***** Selected excerpt

Querying with Composite Keys

Exact Match Query

SELECT *
FROM PsychologicalState
WHERE id = 1 AND ego = 2 AND superego = 1;

Join with Composite Keys

SELECT ps.stateName, pc.conflictType
FROM PsychologicalState ps
JOIN PsychologicalConflict pc 
    ON ps.id = pc.id 
    AND ps.ego = pc.ego 
    AND ps.superego = pc.superego;

Partial Key Search

-- Find all states where id = 2 (partial key)
SELECT *
FROM PsychologicalState
WHERE id = 2;

Composite Keys vs. Surrogate Keys

Aspect Composite Key Surrogate Key
Meaning Business-meaningful columns System-generated, no business meaning
Stability Can change if business rules change Stable, never changes
Complexity More complex joins and foreign keys Simpler references
Performance Larger indexes, more join overhead Smaller indexes, faster joins
Clarity Self-documenting Requires additional context
Best For Natural relationships, junction tables Arbitrary records, frequently updated keys

Conclusion

Composite keys are a powerful database design tool when used appropriately. They provide natural representation of complex relationships and enforce data integrity across multiple dimensions. However, they come with added complexity and should be chosen carefully based on:

  • Business requirements
  • Data stability
  • Query patterns
  • Performance needs
  • Maintenance considerations

The id-ego-superego example in this repository demonstrates how composite keys can elegantly model complex, multi-dimensional concepts while maintaining referential integrity throughout the database schema.

**********

> Your goal
Return everything in the composite keys excerpt from "Composite keys are" down to "the database schema.", copied word for word.

***** Supplied information

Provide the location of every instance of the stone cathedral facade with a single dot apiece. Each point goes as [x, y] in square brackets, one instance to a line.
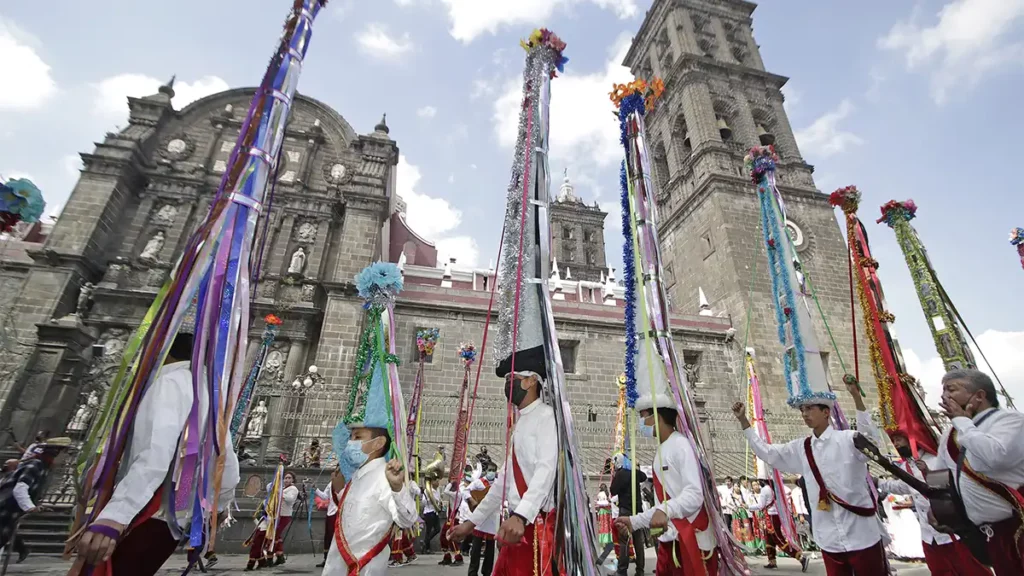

**********

> Written response
Composite keys are a powerful database design tool when used appropriately. They provide natural representation of complex relationships and enforce data integrity across multiple dimensions. However, they come with added complexity and should be chosen carefully based on:

  • Business requirements
  • Data stability
  • Query patterns
  • Performance needs
  • Maintenance considerations

The id-ego-superego example in this repository demonstrates how composite keys can elegantly model complex, multi-dimensional concepts while maintaining referential integrity throughout the database schema.